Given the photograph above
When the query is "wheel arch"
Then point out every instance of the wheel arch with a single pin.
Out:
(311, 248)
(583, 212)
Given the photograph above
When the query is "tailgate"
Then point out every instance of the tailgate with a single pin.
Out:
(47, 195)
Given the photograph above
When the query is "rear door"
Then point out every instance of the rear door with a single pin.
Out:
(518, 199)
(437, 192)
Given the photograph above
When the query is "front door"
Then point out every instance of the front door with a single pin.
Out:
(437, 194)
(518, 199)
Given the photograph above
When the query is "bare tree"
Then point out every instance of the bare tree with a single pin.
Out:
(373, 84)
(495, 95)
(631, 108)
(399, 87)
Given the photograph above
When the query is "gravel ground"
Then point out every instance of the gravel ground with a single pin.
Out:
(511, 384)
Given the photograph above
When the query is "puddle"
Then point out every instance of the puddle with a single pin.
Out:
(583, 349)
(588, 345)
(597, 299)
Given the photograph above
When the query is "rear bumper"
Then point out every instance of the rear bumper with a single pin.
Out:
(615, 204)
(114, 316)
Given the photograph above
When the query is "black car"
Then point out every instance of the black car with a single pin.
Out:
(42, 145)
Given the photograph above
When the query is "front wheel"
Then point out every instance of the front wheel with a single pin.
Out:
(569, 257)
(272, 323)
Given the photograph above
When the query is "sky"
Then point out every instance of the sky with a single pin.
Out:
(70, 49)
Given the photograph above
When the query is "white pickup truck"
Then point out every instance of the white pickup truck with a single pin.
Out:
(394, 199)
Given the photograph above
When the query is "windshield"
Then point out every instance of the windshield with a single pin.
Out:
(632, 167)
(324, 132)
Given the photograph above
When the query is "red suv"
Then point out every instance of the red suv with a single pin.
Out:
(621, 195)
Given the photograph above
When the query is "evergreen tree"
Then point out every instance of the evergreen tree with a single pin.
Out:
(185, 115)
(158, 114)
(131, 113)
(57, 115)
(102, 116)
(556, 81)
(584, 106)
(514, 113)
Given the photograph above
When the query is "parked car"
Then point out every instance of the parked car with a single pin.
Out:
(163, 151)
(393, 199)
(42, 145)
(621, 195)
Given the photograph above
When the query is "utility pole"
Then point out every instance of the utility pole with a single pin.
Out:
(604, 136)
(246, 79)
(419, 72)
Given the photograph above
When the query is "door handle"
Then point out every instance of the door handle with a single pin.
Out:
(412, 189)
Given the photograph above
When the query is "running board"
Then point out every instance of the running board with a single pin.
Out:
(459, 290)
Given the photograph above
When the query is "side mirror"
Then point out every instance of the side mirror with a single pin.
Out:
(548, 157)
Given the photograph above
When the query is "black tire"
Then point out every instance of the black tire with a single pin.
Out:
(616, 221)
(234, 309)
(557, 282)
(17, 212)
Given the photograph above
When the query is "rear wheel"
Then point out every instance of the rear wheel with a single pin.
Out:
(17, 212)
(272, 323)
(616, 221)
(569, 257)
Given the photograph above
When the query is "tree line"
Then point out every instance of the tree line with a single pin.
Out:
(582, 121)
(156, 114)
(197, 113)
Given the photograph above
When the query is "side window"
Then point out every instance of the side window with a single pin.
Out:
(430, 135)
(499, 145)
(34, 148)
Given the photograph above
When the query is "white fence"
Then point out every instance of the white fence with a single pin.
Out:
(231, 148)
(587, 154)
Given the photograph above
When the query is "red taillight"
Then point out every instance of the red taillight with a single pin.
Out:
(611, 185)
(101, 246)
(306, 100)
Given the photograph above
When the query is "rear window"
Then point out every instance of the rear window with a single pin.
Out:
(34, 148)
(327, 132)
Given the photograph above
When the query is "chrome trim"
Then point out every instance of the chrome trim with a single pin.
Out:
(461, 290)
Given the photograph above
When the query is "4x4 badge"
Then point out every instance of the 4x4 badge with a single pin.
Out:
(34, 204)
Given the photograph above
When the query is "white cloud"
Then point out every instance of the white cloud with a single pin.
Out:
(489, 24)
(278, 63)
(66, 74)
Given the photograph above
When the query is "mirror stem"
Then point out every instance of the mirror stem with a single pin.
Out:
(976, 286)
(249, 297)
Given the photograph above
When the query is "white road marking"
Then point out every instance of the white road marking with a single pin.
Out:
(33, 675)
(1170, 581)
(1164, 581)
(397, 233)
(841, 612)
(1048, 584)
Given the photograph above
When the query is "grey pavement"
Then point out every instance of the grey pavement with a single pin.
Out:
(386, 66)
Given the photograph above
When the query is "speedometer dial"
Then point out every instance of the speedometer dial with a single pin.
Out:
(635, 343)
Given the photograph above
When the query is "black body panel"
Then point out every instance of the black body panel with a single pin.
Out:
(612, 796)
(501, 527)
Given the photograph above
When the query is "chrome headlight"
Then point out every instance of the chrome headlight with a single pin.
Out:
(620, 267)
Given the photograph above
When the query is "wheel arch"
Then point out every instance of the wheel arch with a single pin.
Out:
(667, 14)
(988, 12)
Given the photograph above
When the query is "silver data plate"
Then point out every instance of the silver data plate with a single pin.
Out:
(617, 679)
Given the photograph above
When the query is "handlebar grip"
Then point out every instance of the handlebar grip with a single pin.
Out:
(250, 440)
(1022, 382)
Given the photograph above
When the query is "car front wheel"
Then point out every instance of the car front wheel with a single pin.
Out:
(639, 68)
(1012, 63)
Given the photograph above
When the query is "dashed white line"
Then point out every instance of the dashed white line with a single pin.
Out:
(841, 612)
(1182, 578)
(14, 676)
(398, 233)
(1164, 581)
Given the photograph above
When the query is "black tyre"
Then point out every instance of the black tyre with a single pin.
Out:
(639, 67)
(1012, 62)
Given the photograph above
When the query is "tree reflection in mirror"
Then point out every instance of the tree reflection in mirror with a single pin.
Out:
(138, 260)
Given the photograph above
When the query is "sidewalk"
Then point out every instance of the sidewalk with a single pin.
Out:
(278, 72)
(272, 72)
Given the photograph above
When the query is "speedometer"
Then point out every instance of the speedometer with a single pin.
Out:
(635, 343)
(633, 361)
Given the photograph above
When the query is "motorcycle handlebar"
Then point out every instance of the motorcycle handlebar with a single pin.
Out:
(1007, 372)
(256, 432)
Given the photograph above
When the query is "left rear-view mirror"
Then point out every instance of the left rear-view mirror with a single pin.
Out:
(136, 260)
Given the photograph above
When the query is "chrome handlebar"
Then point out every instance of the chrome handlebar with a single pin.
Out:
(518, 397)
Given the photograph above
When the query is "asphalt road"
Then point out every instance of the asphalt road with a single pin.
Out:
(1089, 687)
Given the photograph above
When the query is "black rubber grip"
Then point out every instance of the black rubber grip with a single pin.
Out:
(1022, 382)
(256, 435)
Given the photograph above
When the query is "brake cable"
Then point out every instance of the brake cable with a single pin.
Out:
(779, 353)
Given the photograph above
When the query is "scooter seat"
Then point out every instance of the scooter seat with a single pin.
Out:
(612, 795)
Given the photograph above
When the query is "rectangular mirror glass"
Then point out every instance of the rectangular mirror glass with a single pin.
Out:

----

Scan the data above for the string "scooter". Copy every line in which it appears.

• **Answer box**
When the query is "scooter seat"
Then point out every instance of the scooter seat with a single pin.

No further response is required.